- _Problem_: Go over the listing below line by line, and return each one holding the string "branch".

- _Materials provided_:
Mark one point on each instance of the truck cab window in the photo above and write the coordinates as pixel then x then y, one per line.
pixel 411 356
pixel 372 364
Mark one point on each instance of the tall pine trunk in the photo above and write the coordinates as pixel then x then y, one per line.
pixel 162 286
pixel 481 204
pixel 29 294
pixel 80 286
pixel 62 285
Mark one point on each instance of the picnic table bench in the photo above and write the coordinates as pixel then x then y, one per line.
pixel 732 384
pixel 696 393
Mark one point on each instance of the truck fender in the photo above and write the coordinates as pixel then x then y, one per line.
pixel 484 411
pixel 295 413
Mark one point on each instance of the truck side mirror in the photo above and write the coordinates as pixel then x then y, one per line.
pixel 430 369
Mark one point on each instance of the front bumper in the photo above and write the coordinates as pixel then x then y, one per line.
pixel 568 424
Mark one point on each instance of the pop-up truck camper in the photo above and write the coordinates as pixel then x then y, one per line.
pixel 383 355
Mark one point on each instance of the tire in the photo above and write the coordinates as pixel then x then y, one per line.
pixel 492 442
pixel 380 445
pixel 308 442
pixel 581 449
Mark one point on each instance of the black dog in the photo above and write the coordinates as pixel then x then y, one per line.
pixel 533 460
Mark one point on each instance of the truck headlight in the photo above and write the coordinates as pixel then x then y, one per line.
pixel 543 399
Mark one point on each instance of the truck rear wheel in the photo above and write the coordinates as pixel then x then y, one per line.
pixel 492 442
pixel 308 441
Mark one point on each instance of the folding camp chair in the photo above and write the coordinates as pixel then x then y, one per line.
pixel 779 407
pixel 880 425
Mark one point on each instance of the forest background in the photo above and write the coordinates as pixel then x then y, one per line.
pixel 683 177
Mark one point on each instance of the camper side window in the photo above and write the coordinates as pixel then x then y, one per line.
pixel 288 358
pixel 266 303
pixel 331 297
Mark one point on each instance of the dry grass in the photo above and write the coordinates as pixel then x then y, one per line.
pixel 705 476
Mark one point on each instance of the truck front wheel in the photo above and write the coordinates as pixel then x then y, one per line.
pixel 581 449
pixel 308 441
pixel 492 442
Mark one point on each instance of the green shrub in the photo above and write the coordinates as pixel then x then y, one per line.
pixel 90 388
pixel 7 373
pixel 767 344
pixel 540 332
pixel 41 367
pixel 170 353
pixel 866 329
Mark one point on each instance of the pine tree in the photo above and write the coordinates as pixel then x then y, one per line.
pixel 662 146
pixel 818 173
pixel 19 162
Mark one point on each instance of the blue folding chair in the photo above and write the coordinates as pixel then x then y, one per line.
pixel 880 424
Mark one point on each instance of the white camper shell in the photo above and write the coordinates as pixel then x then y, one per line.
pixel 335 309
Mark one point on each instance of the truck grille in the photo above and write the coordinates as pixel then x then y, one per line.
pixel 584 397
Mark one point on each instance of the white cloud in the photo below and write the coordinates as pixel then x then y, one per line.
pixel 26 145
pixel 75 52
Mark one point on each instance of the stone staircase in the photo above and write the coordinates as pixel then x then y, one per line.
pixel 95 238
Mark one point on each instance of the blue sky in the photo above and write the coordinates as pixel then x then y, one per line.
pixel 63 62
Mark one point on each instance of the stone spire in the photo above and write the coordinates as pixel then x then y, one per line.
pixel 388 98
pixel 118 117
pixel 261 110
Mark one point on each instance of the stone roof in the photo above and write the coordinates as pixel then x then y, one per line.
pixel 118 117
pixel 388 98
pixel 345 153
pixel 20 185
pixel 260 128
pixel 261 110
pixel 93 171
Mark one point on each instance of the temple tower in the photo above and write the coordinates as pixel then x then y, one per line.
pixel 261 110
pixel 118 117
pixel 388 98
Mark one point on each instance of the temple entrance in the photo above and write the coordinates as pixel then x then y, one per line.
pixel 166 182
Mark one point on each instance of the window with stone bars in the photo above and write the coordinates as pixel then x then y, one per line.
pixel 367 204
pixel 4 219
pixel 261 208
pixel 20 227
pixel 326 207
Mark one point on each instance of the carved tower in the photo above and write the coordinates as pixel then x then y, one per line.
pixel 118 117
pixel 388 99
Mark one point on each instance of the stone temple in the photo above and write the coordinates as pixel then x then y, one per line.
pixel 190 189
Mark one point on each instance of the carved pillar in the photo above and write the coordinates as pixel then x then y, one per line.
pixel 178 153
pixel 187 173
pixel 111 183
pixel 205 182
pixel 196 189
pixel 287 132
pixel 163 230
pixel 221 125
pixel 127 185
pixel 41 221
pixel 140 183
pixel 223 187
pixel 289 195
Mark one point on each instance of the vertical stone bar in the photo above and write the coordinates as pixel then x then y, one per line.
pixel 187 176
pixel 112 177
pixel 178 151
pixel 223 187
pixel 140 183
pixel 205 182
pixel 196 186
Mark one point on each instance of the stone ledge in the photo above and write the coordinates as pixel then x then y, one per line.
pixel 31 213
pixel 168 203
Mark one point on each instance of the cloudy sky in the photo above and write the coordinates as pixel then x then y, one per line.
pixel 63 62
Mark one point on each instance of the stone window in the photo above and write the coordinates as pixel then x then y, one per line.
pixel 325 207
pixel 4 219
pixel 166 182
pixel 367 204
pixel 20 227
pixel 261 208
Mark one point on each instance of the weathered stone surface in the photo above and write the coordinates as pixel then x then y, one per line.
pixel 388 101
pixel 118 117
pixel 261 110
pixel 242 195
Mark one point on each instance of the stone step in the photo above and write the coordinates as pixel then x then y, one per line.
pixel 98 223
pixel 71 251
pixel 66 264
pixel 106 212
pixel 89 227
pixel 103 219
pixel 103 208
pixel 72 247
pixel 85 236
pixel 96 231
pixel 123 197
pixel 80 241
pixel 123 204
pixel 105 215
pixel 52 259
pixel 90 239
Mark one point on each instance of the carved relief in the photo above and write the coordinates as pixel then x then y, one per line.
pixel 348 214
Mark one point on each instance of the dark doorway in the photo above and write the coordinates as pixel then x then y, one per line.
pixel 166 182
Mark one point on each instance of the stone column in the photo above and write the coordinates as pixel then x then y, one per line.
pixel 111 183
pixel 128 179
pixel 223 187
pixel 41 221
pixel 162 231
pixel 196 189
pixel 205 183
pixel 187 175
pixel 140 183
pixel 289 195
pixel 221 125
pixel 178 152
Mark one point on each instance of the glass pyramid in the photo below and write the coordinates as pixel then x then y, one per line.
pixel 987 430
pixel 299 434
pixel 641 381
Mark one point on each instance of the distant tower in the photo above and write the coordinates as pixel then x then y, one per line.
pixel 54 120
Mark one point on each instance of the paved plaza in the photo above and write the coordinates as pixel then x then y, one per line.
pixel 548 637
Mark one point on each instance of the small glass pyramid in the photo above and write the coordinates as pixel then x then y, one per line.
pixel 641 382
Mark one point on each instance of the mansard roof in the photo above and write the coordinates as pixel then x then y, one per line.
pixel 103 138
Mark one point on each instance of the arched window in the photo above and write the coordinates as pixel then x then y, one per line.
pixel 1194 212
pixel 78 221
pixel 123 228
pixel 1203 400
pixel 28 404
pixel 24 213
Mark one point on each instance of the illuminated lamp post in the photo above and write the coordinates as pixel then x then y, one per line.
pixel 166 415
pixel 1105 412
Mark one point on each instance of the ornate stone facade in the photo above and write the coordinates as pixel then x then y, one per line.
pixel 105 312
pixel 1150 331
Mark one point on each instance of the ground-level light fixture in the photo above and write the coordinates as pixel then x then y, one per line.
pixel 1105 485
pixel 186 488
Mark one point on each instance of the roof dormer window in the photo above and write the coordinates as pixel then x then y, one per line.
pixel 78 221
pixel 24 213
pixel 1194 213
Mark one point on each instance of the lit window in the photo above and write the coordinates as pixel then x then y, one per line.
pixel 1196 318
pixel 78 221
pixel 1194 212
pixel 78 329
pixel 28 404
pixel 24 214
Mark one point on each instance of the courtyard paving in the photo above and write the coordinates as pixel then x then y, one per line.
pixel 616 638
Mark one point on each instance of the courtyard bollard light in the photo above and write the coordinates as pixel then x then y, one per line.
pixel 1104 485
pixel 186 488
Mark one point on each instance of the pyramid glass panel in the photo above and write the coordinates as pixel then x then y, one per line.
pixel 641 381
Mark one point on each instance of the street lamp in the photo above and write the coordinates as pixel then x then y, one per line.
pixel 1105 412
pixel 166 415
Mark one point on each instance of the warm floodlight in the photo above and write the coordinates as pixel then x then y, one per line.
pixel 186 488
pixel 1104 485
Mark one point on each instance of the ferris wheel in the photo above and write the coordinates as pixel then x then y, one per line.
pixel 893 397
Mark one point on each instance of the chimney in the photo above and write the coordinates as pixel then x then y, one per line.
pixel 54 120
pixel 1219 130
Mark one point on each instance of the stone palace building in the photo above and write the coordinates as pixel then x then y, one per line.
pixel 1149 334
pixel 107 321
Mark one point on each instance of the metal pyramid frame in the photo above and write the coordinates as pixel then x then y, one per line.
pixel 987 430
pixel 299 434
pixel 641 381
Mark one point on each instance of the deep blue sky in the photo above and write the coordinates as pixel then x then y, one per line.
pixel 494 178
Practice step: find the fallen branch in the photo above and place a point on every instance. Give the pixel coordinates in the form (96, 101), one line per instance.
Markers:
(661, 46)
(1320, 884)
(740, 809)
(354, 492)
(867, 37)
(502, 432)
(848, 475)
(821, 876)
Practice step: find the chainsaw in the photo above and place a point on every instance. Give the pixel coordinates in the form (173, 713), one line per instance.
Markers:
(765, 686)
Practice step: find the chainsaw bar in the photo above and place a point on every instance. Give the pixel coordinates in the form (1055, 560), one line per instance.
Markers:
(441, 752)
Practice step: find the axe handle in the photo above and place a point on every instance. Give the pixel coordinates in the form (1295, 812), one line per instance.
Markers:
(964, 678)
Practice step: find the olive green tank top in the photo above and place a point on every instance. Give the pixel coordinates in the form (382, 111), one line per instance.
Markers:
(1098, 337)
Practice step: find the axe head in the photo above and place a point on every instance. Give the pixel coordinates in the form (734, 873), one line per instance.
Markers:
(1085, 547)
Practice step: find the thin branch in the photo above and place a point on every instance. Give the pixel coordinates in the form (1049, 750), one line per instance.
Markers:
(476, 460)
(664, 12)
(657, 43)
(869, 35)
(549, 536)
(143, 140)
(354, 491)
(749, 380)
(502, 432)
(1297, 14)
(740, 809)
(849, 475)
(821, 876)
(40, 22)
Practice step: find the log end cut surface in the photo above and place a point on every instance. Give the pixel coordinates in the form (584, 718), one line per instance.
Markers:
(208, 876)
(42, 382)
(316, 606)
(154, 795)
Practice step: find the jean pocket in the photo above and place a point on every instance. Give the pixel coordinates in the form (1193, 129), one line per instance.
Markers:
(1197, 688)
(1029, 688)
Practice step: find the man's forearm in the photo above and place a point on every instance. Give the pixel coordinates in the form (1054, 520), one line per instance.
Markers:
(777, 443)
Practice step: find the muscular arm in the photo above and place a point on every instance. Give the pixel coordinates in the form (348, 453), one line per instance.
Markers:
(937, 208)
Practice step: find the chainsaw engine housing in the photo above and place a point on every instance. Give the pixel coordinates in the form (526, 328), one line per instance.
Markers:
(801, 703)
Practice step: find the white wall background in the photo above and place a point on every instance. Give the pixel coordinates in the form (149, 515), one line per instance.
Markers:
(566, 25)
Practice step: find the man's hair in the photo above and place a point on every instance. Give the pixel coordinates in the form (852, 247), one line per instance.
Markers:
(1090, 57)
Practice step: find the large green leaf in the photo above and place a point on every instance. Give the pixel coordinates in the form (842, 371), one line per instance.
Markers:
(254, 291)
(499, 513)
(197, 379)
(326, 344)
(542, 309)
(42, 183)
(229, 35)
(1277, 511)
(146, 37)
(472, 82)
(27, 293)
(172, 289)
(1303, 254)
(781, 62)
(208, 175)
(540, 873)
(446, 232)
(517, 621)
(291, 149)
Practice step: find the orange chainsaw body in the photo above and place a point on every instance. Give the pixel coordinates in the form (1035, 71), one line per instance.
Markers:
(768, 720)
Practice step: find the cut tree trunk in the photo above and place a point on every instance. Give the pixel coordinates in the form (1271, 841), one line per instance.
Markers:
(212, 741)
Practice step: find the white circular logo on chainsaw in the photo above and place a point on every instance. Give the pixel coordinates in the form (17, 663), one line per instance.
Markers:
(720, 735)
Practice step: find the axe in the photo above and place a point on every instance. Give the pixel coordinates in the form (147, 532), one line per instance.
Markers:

- _Solution for this task_:
Practice step: find the fallen branch in the photo above and place a point on every instance. Give the pixel coordinates in the form (96, 101), one line per instance.
Practice step: find the thin branch in the photo above and place a point on every instance. Give the pixel coordinates in the form (1049, 750), one line per instance.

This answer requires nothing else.